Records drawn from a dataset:
# # # # #

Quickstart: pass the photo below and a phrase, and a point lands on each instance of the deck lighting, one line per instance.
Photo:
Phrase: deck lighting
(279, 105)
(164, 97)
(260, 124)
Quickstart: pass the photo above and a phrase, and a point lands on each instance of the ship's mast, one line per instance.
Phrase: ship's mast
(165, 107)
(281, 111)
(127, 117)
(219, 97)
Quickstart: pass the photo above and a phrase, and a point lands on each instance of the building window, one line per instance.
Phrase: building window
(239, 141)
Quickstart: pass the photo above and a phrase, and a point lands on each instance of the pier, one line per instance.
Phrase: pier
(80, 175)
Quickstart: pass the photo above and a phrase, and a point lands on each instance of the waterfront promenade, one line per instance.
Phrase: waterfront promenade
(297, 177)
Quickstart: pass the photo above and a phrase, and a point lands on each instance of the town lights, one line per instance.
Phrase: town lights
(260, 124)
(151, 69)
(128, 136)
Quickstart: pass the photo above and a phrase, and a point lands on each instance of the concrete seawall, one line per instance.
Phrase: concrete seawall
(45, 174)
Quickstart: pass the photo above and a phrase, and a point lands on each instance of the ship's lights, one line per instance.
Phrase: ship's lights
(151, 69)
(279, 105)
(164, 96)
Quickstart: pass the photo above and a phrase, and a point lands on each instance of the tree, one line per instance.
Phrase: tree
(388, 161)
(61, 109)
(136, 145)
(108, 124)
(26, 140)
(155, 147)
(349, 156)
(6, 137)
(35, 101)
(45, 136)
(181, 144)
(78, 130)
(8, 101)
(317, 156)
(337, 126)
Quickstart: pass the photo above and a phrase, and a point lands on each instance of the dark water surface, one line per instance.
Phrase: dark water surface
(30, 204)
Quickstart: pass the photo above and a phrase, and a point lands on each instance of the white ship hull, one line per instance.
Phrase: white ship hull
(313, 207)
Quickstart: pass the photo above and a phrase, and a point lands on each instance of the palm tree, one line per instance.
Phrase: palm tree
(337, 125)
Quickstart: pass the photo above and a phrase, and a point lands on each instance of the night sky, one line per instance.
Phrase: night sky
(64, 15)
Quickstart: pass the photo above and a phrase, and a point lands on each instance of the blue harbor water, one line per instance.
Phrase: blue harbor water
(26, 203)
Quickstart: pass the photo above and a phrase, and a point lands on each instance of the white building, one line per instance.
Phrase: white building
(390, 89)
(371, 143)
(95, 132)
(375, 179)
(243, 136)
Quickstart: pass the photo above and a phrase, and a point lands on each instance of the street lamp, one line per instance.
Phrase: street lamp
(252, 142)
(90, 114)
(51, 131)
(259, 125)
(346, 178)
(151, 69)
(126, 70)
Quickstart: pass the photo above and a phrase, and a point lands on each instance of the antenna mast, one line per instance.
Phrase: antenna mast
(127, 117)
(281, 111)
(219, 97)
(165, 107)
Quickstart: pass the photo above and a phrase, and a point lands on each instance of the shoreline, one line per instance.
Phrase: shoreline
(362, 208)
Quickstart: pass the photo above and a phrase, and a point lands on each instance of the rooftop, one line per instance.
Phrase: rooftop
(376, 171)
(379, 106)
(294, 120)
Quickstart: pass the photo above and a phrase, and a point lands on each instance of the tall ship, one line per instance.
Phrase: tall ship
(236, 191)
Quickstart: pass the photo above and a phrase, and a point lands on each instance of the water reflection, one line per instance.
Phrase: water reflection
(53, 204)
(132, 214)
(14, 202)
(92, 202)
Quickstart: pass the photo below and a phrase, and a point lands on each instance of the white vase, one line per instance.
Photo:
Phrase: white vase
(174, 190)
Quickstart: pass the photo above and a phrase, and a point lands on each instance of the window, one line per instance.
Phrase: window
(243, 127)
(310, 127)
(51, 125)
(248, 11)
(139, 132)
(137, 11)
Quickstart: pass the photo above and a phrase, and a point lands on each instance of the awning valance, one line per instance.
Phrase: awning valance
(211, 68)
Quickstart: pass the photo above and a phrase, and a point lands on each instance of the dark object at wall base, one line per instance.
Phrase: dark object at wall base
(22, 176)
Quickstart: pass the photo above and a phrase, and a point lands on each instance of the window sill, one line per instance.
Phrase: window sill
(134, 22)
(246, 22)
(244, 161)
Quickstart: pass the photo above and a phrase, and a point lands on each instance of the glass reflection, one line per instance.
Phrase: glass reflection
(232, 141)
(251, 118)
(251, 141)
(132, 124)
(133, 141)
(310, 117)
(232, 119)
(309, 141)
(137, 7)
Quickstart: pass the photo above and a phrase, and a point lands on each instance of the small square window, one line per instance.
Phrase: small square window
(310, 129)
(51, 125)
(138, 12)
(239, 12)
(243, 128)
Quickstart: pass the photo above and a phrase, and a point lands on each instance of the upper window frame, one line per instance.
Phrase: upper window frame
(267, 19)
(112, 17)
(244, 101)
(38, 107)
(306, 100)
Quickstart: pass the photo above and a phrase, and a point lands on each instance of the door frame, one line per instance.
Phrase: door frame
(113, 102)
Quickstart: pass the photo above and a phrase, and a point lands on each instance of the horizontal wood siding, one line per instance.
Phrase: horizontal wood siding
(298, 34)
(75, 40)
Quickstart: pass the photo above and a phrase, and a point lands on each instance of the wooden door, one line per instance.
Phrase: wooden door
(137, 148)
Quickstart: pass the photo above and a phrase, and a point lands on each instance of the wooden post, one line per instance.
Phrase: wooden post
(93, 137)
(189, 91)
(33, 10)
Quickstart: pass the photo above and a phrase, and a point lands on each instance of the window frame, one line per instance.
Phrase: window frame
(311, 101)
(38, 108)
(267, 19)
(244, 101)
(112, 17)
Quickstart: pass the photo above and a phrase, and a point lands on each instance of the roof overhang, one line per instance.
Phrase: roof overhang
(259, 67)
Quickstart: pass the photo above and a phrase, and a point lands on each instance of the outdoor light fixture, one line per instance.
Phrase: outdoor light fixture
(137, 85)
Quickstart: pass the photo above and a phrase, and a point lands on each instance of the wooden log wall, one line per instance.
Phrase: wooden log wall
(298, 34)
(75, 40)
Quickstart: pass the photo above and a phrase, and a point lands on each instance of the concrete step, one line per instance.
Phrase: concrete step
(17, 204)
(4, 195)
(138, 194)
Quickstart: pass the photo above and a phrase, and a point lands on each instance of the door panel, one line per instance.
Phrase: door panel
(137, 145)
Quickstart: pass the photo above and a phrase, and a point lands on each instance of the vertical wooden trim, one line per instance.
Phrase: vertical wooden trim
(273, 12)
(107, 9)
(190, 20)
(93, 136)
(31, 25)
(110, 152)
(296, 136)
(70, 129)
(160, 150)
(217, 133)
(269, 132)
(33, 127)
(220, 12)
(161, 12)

# # # # #

### Work instruction
An exact repetition of all the entries is required.

### Finished task
Quickstart: pass the photo below and a phrase, and a point lands on each instance of the deck lighting, one line per instance.
Photo:
Phrase: deck lighting
(279, 105)
(164, 97)
(260, 124)
Quickstart: pass the photo above and a phrase, and a point lands on each instance of the ship's mast, one line per instance.
Phrase: ship's mast
(165, 107)
(281, 111)
(127, 117)
(219, 97)
Quickstart: pass the photo above and a phrase, and a point lands on each instance of the building window, one line per instance.
Phrase: building window
(239, 141)
Quickstart: pass the photo above and a phrase, and a point lands on each instance of the pier, one line per instance.
Phrase: pier
(80, 175)
Quickstart: pass the photo above and a phrase, and a point lands on each instance of the waterfront promenade, one line per instance.
Phrase: waterfront promenade
(297, 177)
Quickstart: pass the photo above and a phrase, and a point lands on each instance of the town lights, one line per instance.
Phrase: town lights
(260, 124)
(151, 69)
(128, 136)
Quickstart: pass the photo above and a phrase, and a point lands on each instance of the concrete seawall, one line per instance.
Phrase: concrete seawall
(45, 174)
Quickstart: pass the photo above and a phrase, and a point lands on each instance of the ship's lights, one line per instance.
Phrase: ship's lights
(151, 69)
(279, 105)
(164, 96)
Quickstart: pass the photo above and a phrase, and a point lands on each instance of the tree, one line per instance.
Phrase: tree
(388, 161)
(61, 109)
(136, 145)
(108, 124)
(26, 140)
(155, 147)
(349, 156)
(6, 137)
(35, 101)
(45, 136)
(181, 144)
(78, 130)
(8, 101)
(317, 156)
(337, 126)
Quickstart: pass the photo above and a phrase, and a point lands on each instance of the dark water surface, one line per instance.
Phrase: dark water surface
(30, 204)
Quickstart: pass the photo above and a phrase, and a point lands on each instance of the white ship hull, one line per instance.
Phrase: white ship hull
(313, 207)
Quickstart: pass the photo above and a phrase, and a point lands on each instance of the palm tree, one line per instance.
Phrase: palm tree
(337, 125)
Quickstart: pass the photo above and a phrase, and a point lands on each instance of the night sky, one line per instance.
Phrase: night sky
(64, 15)
Quickstart: pass the photo above and a phrase, and a point lands on each instance of the blue harbor water, one line per instance.
Phrase: blue harbor water
(26, 203)
Quickstart: pass the photo above and a phrase, and a point lands on each instance of the white building, one line per instance.
Phrase: white building
(390, 89)
(371, 143)
(95, 132)
(375, 179)
(243, 136)
Quickstart: pass the photo above and a phrase, and a point lands on each instance of the street lamp, one line per instance.
Phrase: street lamp
(252, 142)
(90, 114)
(51, 131)
(259, 125)
(346, 178)
(151, 69)
(126, 70)
Quickstart: pass the photo above and a phrase, and a point lands on each instance of the antenna mast, one line per instance.
Phrase: antenna mast
(127, 117)
(281, 111)
(219, 97)
(165, 107)
Quickstart: pass the photo above and a phrase, and a point lands on each instance of the shoreline, one line per instance.
Phrase: shoreline
(362, 208)
Quickstart: pass the photo above and a phrase, and a point lands on each instance of the rooftop, one line per instance.
Phrase: rooftop
(376, 171)
(379, 106)
(294, 120)
Quickstart: pass the photo above and a phrase, and a point lands on each instance of the tall ship, one line per instance.
Phrase: tall ship
(236, 191)
Quickstart: pass the photo above and a phrase, and a point lands on each instance of the water reflection, one line per instance.
Phrase: water reflection
(53, 204)
(132, 214)
(14, 202)
(92, 202)
Quickstart: pass the photo below and a phrase, and a point lands on each instance of the white vase, one line per instance.
Photo:
Phrase: white vase
(174, 190)
Quickstart: pass the photo above and a phrase, and a point lands on each instance of the window, one line per instance.
Phrase: window
(243, 127)
(310, 127)
(51, 125)
(248, 11)
(139, 132)
(137, 11)
Quickstart: pass the photo above and a phrase, and a point lands on each instance of the awning valance, one line per instance.
Phrase: awning valance
(211, 68)
Quickstart: pass the photo above and a phrase, and a point lands on each instance of the dark object at wall base, one line per instance.
Phrase: dark object at wall base
(22, 176)
Quickstart: pass the photo above and a phrase, and a point lands on each instance of the window sill, one line per instance.
Phrase: window sill
(134, 22)
(246, 22)
(244, 161)
Quickstart: pass the photo above and a phrase, and a point lands on each instance of the glass reflection, one line per instance.
Phrase: glass reflection
(232, 141)
(251, 118)
(251, 141)
(132, 124)
(133, 141)
(310, 117)
(232, 119)
(309, 141)
(137, 7)
Quickstart: pass the photo above and a phrase, and a point lands on each instance of the small square window, one line per instance.
Phrase: small square window
(310, 129)
(51, 125)
(138, 12)
(239, 12)
(243, 128)
Quickstart: pass the photo above and a phrase, and a point lands on each instance of the upper window frame, one line per instance.
Phrase: upper window frame
(267, 19)
(112, 17)
(244, 101)
(38, 107)
(306, 100)
Quickstart: pass the photo above and a phrase, and a point lands on each instance of the door frame, one line per instance.
Phrase: door frame
(113, 102)
Quickstart: pass the photo above and a phrase, and a point lands on each instance of the horizontal wood siding, one line per instance.
Phrase: horizontal wood siding
(298, 34)
(75, 40)
Quickstart: pass the photo above and a phrase, and a point lands on each instance of the wooden door, one line per instance.
Phrase: wooden door
(137, 148)
Quickstart: pass the photo above and a phrase, and a point lands on each instance of the wooden post, one line per instance.
Phrase: wooden post
(93, 137)
(189, 91)
(33, 10)
Quickstart: pass the photo above and a phrase, and a point lands on each instance of the window frame, one line per instance.
Phrase: window frame
(311, 101)
(38, 108)
(267, 19)
(244, 101)
(112, 17)
Quickstart: pass the photo above and a phrase, and a point lands on each instance of the roof overhang, one line per instance.
Phrase: roof overhang
(259, 67)
Quickstart: pass the photo above and a phrase, and a point lands on each instance of the outdoor light fixture, one line per instance.
Phrase: outdoor light fixture
(137, 85)
Quickstart: pass the photo above and a phrase, and a point lands on each instance of the wooden log wall, one line per instance.
Phrase: wooden log wall
(298, 34)
(75, 40)
Quickstart: pass the photo above and a phrase, and a point lands on each instance of the concrete step, one line per instance.
Phrase: concrete step
(17, 204)
(4, 195)
(138, 194)
Quickstart: pass the photo above and a phrase, and a point lands on each instance of the door panel, one line per instance.
Phrase: door panel
(137, 145)
Quickstart: pass the photo above and a phrase, and a point lands on each instance of the vertical wooden trim, one line per instance.
Phrase: vertical wooden trim
(273, 12)
(107, 9)
(190, 20)
(93, 136)
(31, 25)
(110, 152)
(296, 136)
(70, 129)
(160, 150)
(217, 133)
(269, 132)
(33, 127)
(220, 12)
(161, 12)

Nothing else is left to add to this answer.